Task description: Give all the data again exactly.

[Region pointing data]
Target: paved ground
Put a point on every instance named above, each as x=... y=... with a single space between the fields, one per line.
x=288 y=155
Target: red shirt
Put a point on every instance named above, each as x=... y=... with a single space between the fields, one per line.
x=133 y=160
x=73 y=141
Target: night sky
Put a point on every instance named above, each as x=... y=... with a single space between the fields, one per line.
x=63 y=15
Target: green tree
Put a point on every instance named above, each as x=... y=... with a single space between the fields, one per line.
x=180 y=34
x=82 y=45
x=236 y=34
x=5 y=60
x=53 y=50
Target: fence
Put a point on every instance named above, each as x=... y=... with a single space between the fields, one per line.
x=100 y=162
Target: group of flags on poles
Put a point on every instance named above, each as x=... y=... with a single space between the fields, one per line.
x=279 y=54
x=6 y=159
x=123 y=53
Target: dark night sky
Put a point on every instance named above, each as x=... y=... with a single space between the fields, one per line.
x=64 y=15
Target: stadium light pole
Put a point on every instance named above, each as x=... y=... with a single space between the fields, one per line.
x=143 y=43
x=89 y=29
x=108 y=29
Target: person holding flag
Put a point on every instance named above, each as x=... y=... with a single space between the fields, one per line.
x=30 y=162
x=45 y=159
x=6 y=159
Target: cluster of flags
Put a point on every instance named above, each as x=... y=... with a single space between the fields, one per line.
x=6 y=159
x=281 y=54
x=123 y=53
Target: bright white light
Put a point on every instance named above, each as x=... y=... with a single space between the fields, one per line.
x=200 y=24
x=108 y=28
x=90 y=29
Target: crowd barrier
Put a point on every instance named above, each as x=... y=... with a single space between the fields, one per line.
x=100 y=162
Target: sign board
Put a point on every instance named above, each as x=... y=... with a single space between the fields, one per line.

Exercise result:
Target: paved ground
Put a point on every instance named above, each as x=... y=... with a single space between the fields, one per line.
x=288 y=155
Target: red shirt
Put a point on every instance named above, each as x=... y=... with a single space between the fields, one per line.
x=133 y=160
x=73 y=141
Target: night sky
Put a point on every instance named above, each as x=... y=... with a single space between the fields, one per line.
x=63 y=15
Target: green tree
Put a point on every instance named above, each as x=... y=... with a single space between the fields, one per line.
x=180 y=34
x=82 y=45
x=236 y=34
x=5 y=60
x=53 y=50
Target: fence
Put a point on every instance named above, each as x=... y=... with a single space between the fields, one per line.
x=100 y=162
Target: group of flags on poles
Put a point on every instance named above, each as x=... y=... with a single space between the fields, one per line.
x=279 y=54
x=6 y=159
x=123 y=53
Target: dark night sky
Put a point on every instance named above, each as x=... y=... with a single space between the fields, one per line.
x=64 y=15
Target: stadium light pole
Put a point on every instance named above, each as x=... y=... with a single space between the fields, one per line.
x=143 y=43
x=89 y=29
x=108 y=29
Target: person holding flag
Put a point on every instance named above, each as x=... y=... with a single space between the fields, one per line.
x=30 y=162
x=45 y=159
x=6 y=159
Target: cluster of flags
Put a point on every instance named above, each as x=... y=... with a single space between the fields, one per line.
x=6 y=159
x=281 y=54
x=123 y=53
Target: bright white light
Put a point on every instance named above, each as x=... y=... with a single space between the fields, one per line.
x=200 y=24
x=108 y=28
x=90 y=29
Target: crowd barrier
Put a point on every instance named above, each as x=... y=... with a single space between the fields, one per line.
x=100 y=162
Target: sign board
Put a point on every instance named above, each as x=... y=... with a single space between the fields, one per line.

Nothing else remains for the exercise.